### EXERCISE TASKS
#1 Which people are named in the article about the eviction of settlers in Hebron?
#2 Lay out as a numbered list the lines of the records starting at the line containing "street and record integer pixel coordinates." and ending at the final line of the records, skipping any blank lines.

ISRAELI POLICE have evicted Jewish settlers from a building they said they had bought from a Palestinian in the heart of the West Bank city of Hebron, a frequent flashpoint in the Israeli-Palestinian conflict.
The presence of the 15 settlers in the two-storey structure had caused divisions within the mainly right-wing cabinet of prime minister Binyamin Netanyahu, where defence minister Ehud Barak, leader of a centrist party, has pushed for eviction.
Mr Netanyahu had asked Mr Barak to give the settlers more time so they could present legal evidence of their claim to ownership of the building, which has been disputed by Palestinian authorities.
However defence officials said they had entered without the approval of Israeli security authorities in a particularly sensitive area in the occupied West Bank.
A statement issued by Mr Barak’s office hours before yesterday’s eviction said the government had a duty to “uphold the rule of law”. Israeli police spokesman Micky Rosenfeld said police and paramilitary border police carried out the eviction in accordance with a government decision.
There was no violence. The settlers had sought to expand a settlement of some 500 Israelis in the heart of Hebron, a biblical city that is home to about 250,000 Palestinians and where enmity between the two groups runs high.

### SOURCE MATERIAL
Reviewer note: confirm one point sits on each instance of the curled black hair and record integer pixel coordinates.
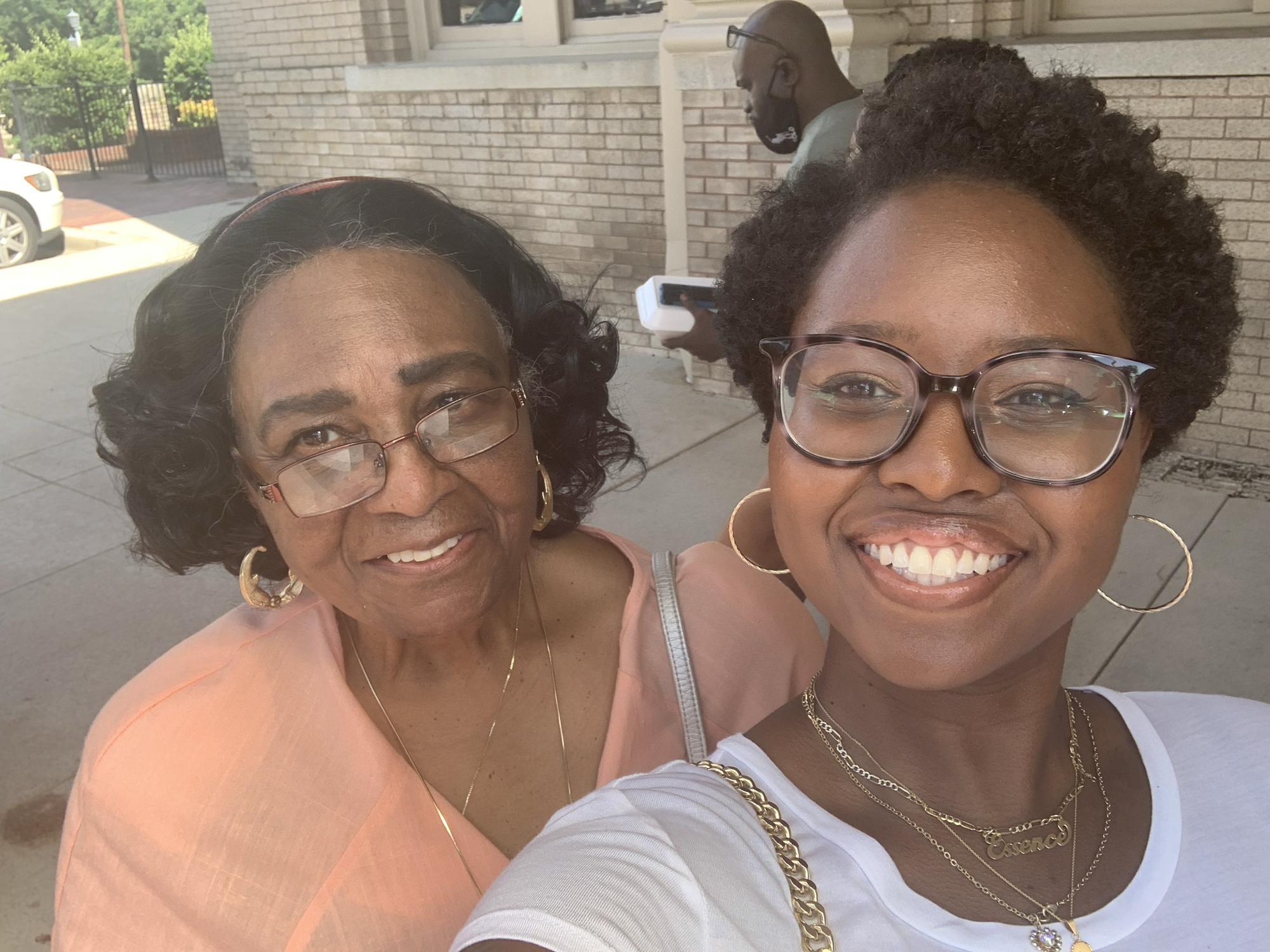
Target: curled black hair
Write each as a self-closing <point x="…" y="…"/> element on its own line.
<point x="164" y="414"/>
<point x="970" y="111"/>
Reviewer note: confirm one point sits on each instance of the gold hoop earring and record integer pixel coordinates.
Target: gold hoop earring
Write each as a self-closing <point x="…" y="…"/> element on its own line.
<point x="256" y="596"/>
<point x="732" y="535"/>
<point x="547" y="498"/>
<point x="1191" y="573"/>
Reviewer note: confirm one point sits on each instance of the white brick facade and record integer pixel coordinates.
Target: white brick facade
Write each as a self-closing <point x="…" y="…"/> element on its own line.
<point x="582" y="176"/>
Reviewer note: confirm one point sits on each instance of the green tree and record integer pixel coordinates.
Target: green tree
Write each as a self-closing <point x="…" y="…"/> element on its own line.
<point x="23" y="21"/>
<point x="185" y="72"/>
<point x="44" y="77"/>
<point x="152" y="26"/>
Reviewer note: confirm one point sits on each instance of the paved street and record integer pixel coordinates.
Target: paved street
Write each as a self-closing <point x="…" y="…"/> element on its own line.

### RESULTS IN ORDER
#1 Binyamin Netanyahu, Ehud Barak, Micky Rosenfeld

#2
1. Reviewer note: confirm one point sits on each instance of the paved street and record integer pixel coordinates.
2. Target: paved street
3. Write each as a self-closing <point x="…" y="…"/> element on its own line.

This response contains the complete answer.